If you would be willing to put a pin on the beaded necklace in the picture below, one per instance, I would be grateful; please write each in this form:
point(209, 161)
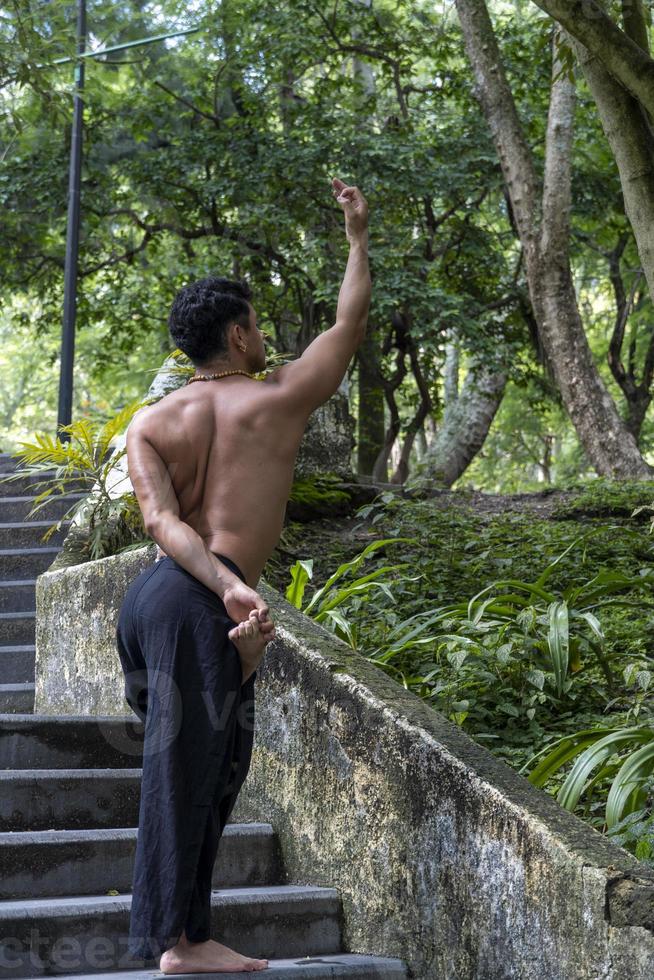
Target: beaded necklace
point(221, 374)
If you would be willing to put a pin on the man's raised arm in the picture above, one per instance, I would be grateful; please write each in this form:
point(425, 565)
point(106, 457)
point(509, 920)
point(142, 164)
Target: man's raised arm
point(315, 376)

+---+

*SHORT PROBLEM:*
Give all the items again with "grateful" substituted by "thankful" and everything else unchanged, leaving out the pictures.

*SOLUTION TO THE PROBLEM:*
If you would be willing to put a pin on the beaded necklace in the picture below, one per instance, I would be thankful; please write each in this form:
point(209, 161)
Target: beaded necklace
point(221, 374)
If you would be willing to put a pin on the man's raised arm in the picture above, one per instance, I would be thankful; please write each in this form:
point(425, 565)
point(106, 457)
point(509, 920)
point(142, 164)
Target: man's raised arm
point(315, 376)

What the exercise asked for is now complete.